§ What you need to do:
Convert the records, from the line containing "Guideline: for every instance of the blue football" through the end of the records, into a numbered list, omitting any blank lines.

§ Data for this task:

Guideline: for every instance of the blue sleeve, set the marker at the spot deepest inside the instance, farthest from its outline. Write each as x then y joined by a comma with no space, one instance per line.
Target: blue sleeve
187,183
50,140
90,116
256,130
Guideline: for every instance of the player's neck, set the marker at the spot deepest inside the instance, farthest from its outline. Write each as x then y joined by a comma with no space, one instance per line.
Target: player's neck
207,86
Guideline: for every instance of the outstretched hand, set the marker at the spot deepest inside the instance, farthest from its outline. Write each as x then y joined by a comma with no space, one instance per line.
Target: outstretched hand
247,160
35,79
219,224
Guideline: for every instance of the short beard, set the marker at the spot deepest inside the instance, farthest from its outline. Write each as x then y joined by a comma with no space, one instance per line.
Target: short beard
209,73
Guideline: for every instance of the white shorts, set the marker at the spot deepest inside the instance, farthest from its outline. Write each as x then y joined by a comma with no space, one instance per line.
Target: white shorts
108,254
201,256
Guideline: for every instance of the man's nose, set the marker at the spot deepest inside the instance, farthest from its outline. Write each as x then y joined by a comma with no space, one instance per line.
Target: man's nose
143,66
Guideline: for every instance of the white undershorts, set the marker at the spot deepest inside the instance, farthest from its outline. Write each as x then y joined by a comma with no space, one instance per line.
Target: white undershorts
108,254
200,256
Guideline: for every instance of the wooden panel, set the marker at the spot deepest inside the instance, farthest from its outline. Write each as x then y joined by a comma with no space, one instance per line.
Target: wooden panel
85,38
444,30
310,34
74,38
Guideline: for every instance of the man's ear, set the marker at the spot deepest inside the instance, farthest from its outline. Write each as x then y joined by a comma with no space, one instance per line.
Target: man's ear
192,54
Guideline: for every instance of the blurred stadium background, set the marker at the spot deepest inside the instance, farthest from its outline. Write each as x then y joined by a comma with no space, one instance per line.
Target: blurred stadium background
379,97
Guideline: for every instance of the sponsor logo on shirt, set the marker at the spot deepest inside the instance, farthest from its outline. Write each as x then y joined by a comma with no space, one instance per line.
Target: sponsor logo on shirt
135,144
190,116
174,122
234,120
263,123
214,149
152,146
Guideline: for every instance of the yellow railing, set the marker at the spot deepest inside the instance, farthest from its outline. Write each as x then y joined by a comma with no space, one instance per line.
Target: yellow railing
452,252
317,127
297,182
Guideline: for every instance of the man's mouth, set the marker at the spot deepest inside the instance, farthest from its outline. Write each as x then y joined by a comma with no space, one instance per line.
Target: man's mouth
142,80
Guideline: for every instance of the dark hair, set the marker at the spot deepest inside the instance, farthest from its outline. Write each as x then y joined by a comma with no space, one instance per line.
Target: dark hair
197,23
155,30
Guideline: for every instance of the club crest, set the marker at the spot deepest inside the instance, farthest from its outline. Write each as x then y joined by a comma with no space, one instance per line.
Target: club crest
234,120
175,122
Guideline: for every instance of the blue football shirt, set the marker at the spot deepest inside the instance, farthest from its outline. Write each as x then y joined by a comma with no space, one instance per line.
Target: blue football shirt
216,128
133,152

§ Correct output:
1. Guideline: for every instance of the blue football shirt, set the marker at the spot deepest inside the instance, farthest from its outline. Write each as x then y joined by a comma with no space, one instance per line.
2. Target: blue football shirt
3. 216,128
4. 133,152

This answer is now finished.